# Instructions to follow
Lay out every line of the records below as a Markdown table with two columns, Row and Line, giving each row a number and skipping blank lines. Leave the pictures out.

# Input rows
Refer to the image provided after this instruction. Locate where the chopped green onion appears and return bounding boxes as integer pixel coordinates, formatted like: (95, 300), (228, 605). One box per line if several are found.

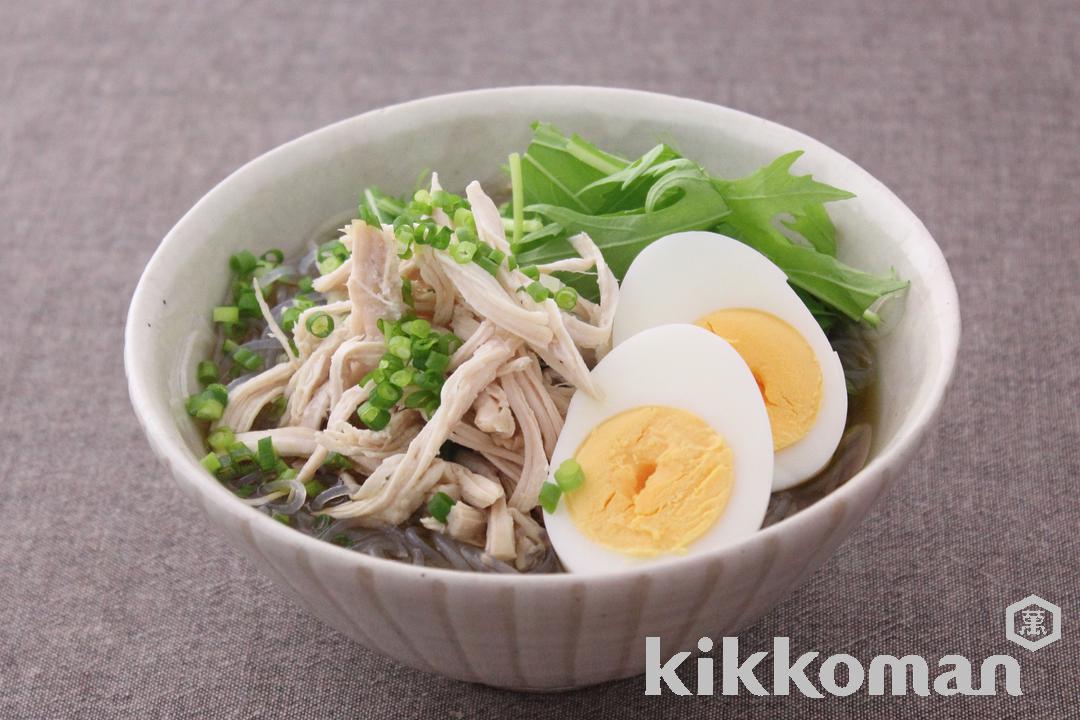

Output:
(525, 280), (551, 302)
(195, 361), (218, 385)
(423, 350), (450, 375)
(402, 317), (431, 338)
(318, 255), (345, 275)
(428, 491), (456, 525)
(555, 287), (578, 311)
(510, 152), (525, 245)
(414, 370), (443, 393)
(229, 250), (259, 275)
(257, 436), (278, 471)
(356, 402), (390, 431)
(368, 382), (402, 409)
(540, 483), (563, 515)
(229, 443), (255, 465)
(214, 305), (240, 323)
(323, 452), (352, 471)
(390, 369), (414, 388)
(450, 241), (476, 264)
(413, 188), (437, 206)
(387, 335), (413, 361)
(555, 458), (585, 492)
(199, 452), (221, 475)
(187, 393), (225, 420)
(454, 225), (476, 245)
(305, 312), (334, 338)
(378, 353), (405, 372)
(206, 426), (237, 452)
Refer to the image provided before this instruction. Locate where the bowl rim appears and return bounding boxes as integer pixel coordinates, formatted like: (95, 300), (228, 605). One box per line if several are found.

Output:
(124, 85), (960, 588)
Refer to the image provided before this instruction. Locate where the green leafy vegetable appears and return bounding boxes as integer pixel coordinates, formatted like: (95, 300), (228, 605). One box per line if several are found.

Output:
(514, 123), (907, 328)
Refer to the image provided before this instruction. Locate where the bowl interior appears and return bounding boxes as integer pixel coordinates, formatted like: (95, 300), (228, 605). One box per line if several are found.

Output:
(126, 87), (958, 561)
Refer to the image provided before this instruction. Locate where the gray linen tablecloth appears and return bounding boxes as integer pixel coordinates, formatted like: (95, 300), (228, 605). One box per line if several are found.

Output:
(0, 0), (1080, 718)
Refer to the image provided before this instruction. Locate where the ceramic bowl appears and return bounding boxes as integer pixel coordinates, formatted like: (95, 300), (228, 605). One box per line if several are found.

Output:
(124, 87), (960, 690)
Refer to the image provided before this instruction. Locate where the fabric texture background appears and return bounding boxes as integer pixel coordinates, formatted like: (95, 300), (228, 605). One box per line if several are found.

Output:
(0, 0), (1080, 719)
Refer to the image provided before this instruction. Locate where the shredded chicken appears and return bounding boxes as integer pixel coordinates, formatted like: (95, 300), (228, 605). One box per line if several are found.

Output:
(217, 175), (619, 571)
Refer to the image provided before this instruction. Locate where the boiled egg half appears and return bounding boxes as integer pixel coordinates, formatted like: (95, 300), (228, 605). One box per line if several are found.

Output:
(544, 324), (773, 572)
(612, 232), (848, 490)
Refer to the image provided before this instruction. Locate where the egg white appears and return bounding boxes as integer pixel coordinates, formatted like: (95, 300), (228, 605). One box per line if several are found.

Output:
(612, 231), (848, 490)
(544, 325), (773, 573)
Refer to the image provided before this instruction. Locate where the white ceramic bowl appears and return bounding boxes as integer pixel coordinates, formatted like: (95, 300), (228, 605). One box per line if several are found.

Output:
(124, 87), (960, 690)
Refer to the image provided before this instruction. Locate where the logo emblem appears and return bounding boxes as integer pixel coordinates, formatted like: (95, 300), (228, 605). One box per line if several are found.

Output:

# Problem solution
| Row | Line |
|---|---|
| 1 | Refer to the image provided after this instruction. Locate where the chopped green onion appears and return bounding boxes as integer pixel coordinates, formatted like: (95, 300), (228, 605). One box per line if several are found. |
| 2 | Output: |
| 3 | (525, 280), (551, 302) |
| 4 | (195, 361), (218, 385) |
| 5 | (423, 350), (450, 375) |
| 6 | (402, 317), (431, 338) |
| 7 | (318, 255), (345, 275) |
| 8 | (428, 491), (456, 525) |
| 9 | (555, 287), (578, 311) |
| 10 | (510, 152), (525, 245) |
| 11 | (414, 370), (443, 393) |
| 12 | (229, 250), (259, 275) |
| 13 | (257, 436), (278, 471) |
| 14 | (356, 402), (390, 431) |
| 15 | (368, 382), (402, 409) |
| 16 | (540, 483), (563, 515) |
| 17 | (229, 443), (255, 465) |
| 18 | (214, 305), (240, 323) |
| 19 | (323, 452), (352, 471) |
| 20 | (390, 369), (414, 388) |
| 21 | (450, 241), (476, 264) |
| 22 | (413, 188), (437, 206) |
| 23 | (387, 335), (413, 361) |
| 24 | (555, 458), (585, 492) |
| 25 | (199, 452), (221, 475) |
| 26 | (187, 393), (225, 420) |
| 27 | (454, 225), (476, 245) |
| 28 | (305, 312), (334, 338) |
| 29 | (378, 353), (405, 372) |
| 30 | (206, 426), (237, 452) |
| 31 | Refer to the image provided before this instruction. Locate where the bowl rim appears and return bounding boxes as integer pixel coordinates, formatted like: (95, 300), (228, 605). One box per line if several are found. |
| 32 | Output: |
| 33 | (124, 85), (960, 588) |
| 34 | Refer to the image provided before this instruction. Locate where the green leafy vegetable appears and return bounding boxes as integer pixel coordinates, formatted like: (95, 300), (228, 605). One box per line if several are found. |
| 35 | Output: |
| 36 | (514, 123), (907, 328) |
| 37 | Refer to the image provided before this instruction. Locate where the bowl interior appears and return bounding boxes as integer pixel coordinates, formatted like: (95, 300), (228, 605). One box per line if several are found. |
| 38 | Output: |
| 39 | (126, 87), (958, 561) |
| 40 | Refer to the image provided before this instruction. Locate where the gray linen tablecloth appears and return bounding boxes as integer pixel coordinates, formatted like: (95, 300), (228, 605). One box per line if several are found. |
| 41 | Output: |
| 42 | (0, 0), (1080, 718) |
| 43 | Refer to the image provided before this instruction. Locate where the ceramic bowl appears and return bounding boxes as integer pixel coordinates, formatted like: (95, 300), (228, 605). One box per line if several are found. |
| 44 | Output: |
| 45 | (124, 87), (960, 690) |
| 46 | Refer to the image provided before this instruction. Locate where the fabric texture background appears and return bounding boxes as integer pixel coordinates, formatted like: (95, 300), (228, 605). One box per line if several are found. |
| 47 | Output: |
| 48 | (0, 0), (1080, 719) |
| 49 | Refer to the image provided before this instruction. Locate where the shredded chicken appears and return bounding boxes as integer pixel coordinates, formatted like: (95, 300), (228, 605). One box per line if several are found. |
| 50 | Output: |
| 51 | (217, 175), (619, 571) |
| 52 | Refer to the image provided before this instruction. Locate where the boiled egg half appears and return bounding boxes as integer pixel coordinates, formatted like: (95, 300), (228, 605). One box per line if several are found. |
| 53 | Output: |
| 54 | (544, 324), (773, 572) |
| 55 | (612, 232), (848, 490) |
| 56 | Refer to the image provided before this instruction. Locate where the egg white appears and return bounding boxes as integer pixel coordinates, formatted like: (95, 300), (228, 605). One box per line if several are found. |
| 57 | Output: |
| 58 | (612, 231), (848, 490) |
| 59 | (544, 325), (773, 573) |
| 60 | Refer to the image provided before this instruction. Locate where the white ceramic bowl appears and return bounding boxes as integer pixel coordinates, formatted like: (95, 300), (228, 605). One box per line if several are found. |
| 61 | Output: |
| 62 | (124, 87), (960, 690) |
| 63 | Refer to the image provided before this instruction. Locate where the logo emblem appears and return bounding boxes as integer pixel coordinates, formatted like: (95, 300), (228, 605). One box per line if several are found. |
| 64 | Output: |